What you need to do:
1. Which specific conditions does the grantee spotlight on The Covering House list among the multiple traumas indicative of sex trafficking?
2. Pick up the grantee spotlight on The Covering House after its final sentence and keep writing.

Excerpted passage:
● ● ● ● ● ● ●

Grantee Spotlight: The Covering House
For the young women who have survived the horrors of sex trafficking, recovery and support
goes beyond finding safety and freedom in escaping their abusers. Deprived of safe, supportive
childhood experiences and relationships, they find the care and compassion they need to heal
from their trauma and reclaim their lives at the community formed by The Covering House. A
key to the agency’s mission is “planting seeds” that will help their clients heal and lead lives that
embrace joy and possibility.
Established in 2009, the agency serves girls between the ages of 12 and 18 at a residential
program targeted to supporting them as they recover from the multiple traumas indicative of sex
trafficking: post-traumatic stress disorder (PTSD), major depression, anxiety, disordered
substance use, and other issues associated with their experiences. The agency’s community
outreach programming serves survivors up to age 25. Many clients are referred by the
Department of Social Services, although others enter the program through specific paths
involving betrayals by adults from parents to strangers met online.
Since its founding, The Covering House has continued to expand its available beds. It runs
prevention and intervention programs and plans are in the works for expanding these into
collaborations with local school districts such as the St. Louis Public Schools.
“It’s a hard topic to talk about,” Rebecca Keeven, administrator of donor relations for The
Covering House, explains. “I think something that really gets the point across is that you can sell
a drug once. You can sell a person again. We’re an organization where the numbers don’t really
show the work. When our clients have had such specific trauma, it’s a slow healing process.

● ● ● ● ● ● ●

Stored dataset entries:

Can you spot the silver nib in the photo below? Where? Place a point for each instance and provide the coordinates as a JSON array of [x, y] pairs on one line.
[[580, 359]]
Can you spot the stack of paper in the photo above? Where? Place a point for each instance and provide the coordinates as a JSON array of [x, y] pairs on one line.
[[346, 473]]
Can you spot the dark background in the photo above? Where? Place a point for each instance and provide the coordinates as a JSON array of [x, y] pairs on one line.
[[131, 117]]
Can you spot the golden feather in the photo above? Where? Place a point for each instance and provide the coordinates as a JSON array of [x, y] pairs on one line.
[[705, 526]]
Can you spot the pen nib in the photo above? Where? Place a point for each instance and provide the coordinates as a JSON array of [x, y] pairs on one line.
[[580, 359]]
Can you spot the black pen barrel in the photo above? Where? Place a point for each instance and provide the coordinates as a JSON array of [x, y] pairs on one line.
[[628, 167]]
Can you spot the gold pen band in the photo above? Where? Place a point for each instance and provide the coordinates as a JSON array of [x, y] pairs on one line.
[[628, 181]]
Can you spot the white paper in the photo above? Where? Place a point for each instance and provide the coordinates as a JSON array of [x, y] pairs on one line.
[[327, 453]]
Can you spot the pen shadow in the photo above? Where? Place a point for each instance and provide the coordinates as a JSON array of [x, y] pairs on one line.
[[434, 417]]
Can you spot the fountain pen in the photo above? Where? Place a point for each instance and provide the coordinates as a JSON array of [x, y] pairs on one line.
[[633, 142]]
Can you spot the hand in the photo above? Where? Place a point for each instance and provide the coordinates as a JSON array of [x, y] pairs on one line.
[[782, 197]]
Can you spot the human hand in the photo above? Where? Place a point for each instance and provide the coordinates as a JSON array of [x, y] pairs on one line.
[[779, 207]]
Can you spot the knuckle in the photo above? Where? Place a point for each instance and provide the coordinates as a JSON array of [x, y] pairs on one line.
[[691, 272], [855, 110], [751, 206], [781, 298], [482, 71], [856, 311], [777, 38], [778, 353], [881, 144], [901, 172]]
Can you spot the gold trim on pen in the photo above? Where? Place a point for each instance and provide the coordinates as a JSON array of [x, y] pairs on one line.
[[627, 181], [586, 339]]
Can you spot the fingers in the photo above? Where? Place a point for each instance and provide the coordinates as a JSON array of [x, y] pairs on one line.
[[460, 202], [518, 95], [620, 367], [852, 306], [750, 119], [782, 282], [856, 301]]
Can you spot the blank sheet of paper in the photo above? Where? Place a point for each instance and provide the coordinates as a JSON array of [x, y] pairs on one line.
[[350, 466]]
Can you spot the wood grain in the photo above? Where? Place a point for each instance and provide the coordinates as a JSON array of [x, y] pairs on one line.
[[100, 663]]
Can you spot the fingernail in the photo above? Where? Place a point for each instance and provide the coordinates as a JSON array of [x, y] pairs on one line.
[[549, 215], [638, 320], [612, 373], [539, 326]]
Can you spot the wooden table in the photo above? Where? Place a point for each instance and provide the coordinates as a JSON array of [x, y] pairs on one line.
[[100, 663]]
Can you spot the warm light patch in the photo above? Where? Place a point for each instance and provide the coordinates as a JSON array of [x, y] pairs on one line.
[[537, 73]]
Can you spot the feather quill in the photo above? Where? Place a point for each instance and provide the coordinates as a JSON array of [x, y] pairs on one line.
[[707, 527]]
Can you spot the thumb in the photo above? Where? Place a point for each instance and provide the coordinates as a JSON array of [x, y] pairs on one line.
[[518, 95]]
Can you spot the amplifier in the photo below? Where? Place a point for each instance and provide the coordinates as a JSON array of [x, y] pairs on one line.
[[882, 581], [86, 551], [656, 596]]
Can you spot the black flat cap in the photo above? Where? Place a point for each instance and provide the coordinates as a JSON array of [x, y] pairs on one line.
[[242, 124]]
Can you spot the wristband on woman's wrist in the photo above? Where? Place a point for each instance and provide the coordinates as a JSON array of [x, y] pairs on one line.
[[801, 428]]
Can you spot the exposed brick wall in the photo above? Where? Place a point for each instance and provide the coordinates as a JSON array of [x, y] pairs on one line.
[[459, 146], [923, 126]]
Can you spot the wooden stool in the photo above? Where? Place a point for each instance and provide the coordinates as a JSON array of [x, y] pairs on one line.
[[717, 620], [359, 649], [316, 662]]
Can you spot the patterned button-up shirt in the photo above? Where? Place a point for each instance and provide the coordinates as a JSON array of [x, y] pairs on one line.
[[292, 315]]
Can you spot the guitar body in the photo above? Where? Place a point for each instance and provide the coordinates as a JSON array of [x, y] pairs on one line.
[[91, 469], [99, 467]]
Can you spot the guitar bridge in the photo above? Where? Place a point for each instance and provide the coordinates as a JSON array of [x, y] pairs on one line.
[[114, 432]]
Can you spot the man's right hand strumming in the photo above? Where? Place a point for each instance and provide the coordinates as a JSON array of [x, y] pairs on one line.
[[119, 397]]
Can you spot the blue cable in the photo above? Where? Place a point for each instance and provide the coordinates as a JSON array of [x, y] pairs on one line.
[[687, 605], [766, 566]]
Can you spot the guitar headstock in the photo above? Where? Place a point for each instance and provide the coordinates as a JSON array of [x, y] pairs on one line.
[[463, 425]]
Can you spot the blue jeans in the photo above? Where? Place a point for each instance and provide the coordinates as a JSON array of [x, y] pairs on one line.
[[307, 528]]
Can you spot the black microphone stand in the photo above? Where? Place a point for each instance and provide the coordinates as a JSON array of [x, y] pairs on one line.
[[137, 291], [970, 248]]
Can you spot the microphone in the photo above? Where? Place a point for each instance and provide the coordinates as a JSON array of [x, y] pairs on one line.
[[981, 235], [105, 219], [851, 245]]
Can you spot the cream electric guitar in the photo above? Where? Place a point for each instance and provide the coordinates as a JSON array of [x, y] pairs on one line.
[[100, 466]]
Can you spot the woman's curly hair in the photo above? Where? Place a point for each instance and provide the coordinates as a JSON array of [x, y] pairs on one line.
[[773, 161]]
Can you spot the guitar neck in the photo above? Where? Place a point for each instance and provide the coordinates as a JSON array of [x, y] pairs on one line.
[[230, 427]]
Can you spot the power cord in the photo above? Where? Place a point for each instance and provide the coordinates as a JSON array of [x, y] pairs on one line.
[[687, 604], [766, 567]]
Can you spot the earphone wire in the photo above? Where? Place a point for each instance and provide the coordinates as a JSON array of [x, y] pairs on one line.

● ● ● ● ● ● ●

Answers provided:
1. Post-traumatic stress disorder (PTSD), major depression, anxiety, and disordered substance use.

2.
When they are with us at the residential home, it is a lot of therapeutic work, but we really try to
create a familial atmosphere, which is one of the things I think we do best. This is part of helping
them realize, again, that there are good people, people they can trust in, people that want to help
them. And not everybody wants something from them, but they want things for them.”
As part of its therapeutic, restorative model, The Covering House tailors its approach to each
client, from welcoming new residents with a “Welcome Home” meal of their favorite foods, to
hosting birthday celebrations, to customizing individual therapy plans. The agency runs a full,
in-house educational program for its clients, to help them recover from the learning loss that
more often than not accompanied their abuse.
“We do a lot of outings with our girls: taking them to the Zoo, to different parks, to museums,”
Keeven continues. “For a lot of them, they haven’t had those experiences. For them, to see what
life could look like and the possibilities, and to also just have fun, knowing that laughter and
play, those are all part of healing. It’s, in a way, reimbursing childhood. And that’s so powerful
because, for a lot of them, they have been trafficked during formative childhood years.”
Each client’s recovery varies, The Covering House staff explain, but the agency’s goal is always
to help her turn small successes into a path toward greater recovery.
“You’re planting seeds and you may not always see them, you know, where they grow,” Keeven
says. “But knowing that every little interaction is doing something that will stick with them, all
of those little things can go really far.”
With sustained support from funders like the Marillac Mission Fund, The Covering House
leverages the many contributions it receives from individuals to carry out its critical work.
“Trafficking is something easy to get passionate about because it is so horrible,” Keeven
observes. “What fills my cup is just knowing that there’s good things happening.”